__EXERCISES TO COMPLETE__.
**a)** Copy word for word the passage from the article below on the 2023 Canadian Premier League final, starting at the words "The 2023 Canadian Premier League final" and stopping after the words "Premier League final.".
**b)** For each statement about the 2023 Canadian Premier League final below, answer yes or no according to the article, and quote the words from the article that decide it: (i) the final was played at Tim Hortons Field; (ii) Cavalry FC were the defending champions; (iii) each team played 28 matches in the regular season.
**c)** Continue the article on the 2023 Canadian Premier League final from its last sentence.

__PAGE__.
----
2023 Canadian Premier League final
- Event: 2023 Canadian Premier League season
| Forge FC | Cavalry FC |
| 2 | 1 |
- After extra time
- Date: October 28, 2023
- Venue: Tim Hortons Field, Hamilton, Ontario
- Man of the Match: Béni Badibanga (Forge FC)
- Referee: Marie-Soleil Beaudoin
- Attendance: 13,925
- Weather: Mostly cloudy 9 °C (48 °F) 62% humidity

= 2023 Canadian Premier League final =

Soccer match

The 2023 Canadian Premier League final was the soccer match to determine the winner of the 2023 Canadian Premier League season. It was played October 28, 2023, in Hamilton, Ontario, between Forge FC and Cavalry FC. The match was the fifth edition of the CPL Finals, the post-season championship of the Canadian Premier League, the top level of Canadian soccer. Forge were the defending champions, having won the 2022 Canadian Premier League final.

Forge defeated Cavalry 2–1 in extra time to capture their fourth title. Cavalry opened the scoring in the 101st minute from a curling strike by Ali Musse before Forge's Béni Badibanga quickly scored an equalizer. Tristan Borges then scored a goal directly from a corner for Forge in the 111th minute that held up as the match winner to secure the championship.

== Path to the final ==

The 2023 CPL season was contested by eight teams. Each team played four games against each of the seven opponents for a total of 28 matches. The top-five teams from the regular season qualified for the playoffs which began on October 11, 2023. The playoffs featured a new Page playoff format where teams entered in different rounds depending on their finishing position. All matches in the playoffs were played as a single leg.
----
__ITEMS__.
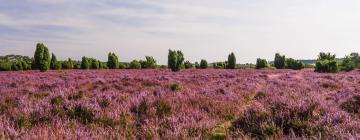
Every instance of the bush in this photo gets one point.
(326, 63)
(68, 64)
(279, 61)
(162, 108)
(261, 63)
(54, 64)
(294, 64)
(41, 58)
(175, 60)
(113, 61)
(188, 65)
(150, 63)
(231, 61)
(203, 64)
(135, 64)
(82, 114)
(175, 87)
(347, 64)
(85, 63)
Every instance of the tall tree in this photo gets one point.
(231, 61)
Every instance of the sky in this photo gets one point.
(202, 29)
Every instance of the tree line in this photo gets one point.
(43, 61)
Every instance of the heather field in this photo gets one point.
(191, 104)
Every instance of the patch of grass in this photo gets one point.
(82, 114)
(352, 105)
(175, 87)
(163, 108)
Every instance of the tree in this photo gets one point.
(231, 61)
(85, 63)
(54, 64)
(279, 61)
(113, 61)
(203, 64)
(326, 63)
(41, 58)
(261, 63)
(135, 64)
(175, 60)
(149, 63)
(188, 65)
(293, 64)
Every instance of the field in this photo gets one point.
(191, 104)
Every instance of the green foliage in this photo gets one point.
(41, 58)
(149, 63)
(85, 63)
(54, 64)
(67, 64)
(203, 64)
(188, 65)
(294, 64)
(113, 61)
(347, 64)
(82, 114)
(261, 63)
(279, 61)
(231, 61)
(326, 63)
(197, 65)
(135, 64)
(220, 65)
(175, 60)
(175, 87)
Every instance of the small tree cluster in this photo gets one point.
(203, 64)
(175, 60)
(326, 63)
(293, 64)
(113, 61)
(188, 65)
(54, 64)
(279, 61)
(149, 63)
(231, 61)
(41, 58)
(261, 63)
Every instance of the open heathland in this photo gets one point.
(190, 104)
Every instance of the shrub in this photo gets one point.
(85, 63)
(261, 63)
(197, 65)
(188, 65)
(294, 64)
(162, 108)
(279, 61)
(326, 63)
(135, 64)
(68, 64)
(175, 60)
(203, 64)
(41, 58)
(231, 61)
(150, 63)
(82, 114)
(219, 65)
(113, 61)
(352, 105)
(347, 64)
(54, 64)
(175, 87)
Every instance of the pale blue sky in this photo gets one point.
----
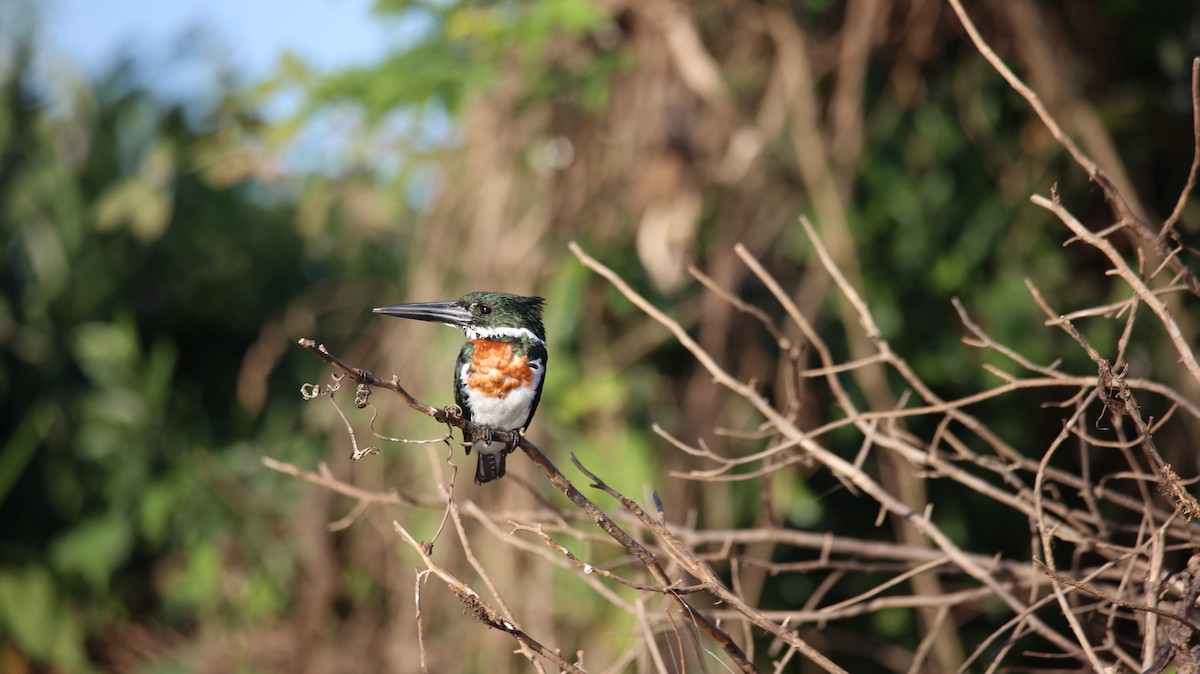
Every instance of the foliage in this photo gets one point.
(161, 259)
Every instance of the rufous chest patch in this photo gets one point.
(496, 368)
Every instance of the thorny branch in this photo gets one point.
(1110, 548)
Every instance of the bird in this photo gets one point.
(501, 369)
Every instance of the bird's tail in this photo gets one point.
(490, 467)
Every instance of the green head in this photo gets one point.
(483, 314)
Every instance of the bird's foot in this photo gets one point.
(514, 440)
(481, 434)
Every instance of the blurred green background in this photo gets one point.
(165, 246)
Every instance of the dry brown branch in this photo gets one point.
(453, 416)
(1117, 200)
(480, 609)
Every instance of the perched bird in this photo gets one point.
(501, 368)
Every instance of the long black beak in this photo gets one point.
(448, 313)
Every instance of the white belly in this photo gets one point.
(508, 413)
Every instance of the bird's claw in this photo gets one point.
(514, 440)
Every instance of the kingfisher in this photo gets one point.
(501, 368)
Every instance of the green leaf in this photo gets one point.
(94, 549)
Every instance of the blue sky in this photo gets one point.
----
__ANSWERS IN ORDER__.
**a)**
The 2023 Canadian Premier League final was the soccer match to determine the winner of the 2023 Canadian Premier League season. It was played October 28, 2023, in Hamilton, Ontario, between Forge FC and Cavalry FC. The match was the fifth edition of the CPL Finals, the post-season championship of the Canadian Premier League, the top level of Canadian soccer. Forge were the defending champions, having won the 2022 Canadian Premier League final.

**b)**
(i) Yes: "Venue: Tim Hortons Field, Hamilton, Ontario"
(ii) No: "Forge were the defending champions, having won the 2022 Canadian Premier League final."
(iii) Yes: "Each team played four games against each of the seven opponents for a total of 28 matches."

**c)**
Playoffs
| Forge FC |  | Round | Cavalry FC |  |
| Opponent | Result | Opponent | Result |
| Bye |  | Play-in round | Bye |  |
| Bye |  | Quarterfinal | Bye |  |
| Cavalry FC | 2–1 | First semifinal | Forge FC | 1–2 |
| Bye |  | Second semifinal | Pacific FC | 2–1 |

Regular season standings
| Pos | Teamv; t; e; | Pld | W | D | L | GF | GA | GD | Pts | Playoff qualification |
| 1 | Cavalry (S) | 28 | 16 | 7 | 5 | 46 | 27 | +19 | 55 | First semifinal |
| 2 | Forge (C) | 28 | 11 | 9 | 8 | 39 | 32 | +7 | 42 |
| 3 | HFX Wanderers | 28 | 11 | 9 | 8 | 39 | 32 | +7 | 42 | Quarterfinal |
| 4 | Pacific | 28 | 11 | 7 | 10 | 42 | 35 | +7 | 40 | Play-in round |
| 5 | York United | 28 | 11 | 5 | 12 | 35 | 44 | −9 | 38 |

===Forge FC===

Forge FC qualified for the playoffs on September 23. They finished the season in 2nd place with a record of 11 wins, 9 draws, and 8 losses and qualified directly to the first semifinal as one of the top-two teams. In the semifinal they defeated their rivals Cavalry FC to advance to a record extending fifth consecutive CPL Final. Forge had a record of three wins and one loss in CPL Finals.

===Cavalry FC===

Cavalry were the first team to clinch a spot in the playoffs, which they did on September 12. They captured the CPL Shield, finishing first in the regular season by a 13 point margin. This was Cavalry's second CPL Final, having lost their only other appearance to Forge FC in 2019.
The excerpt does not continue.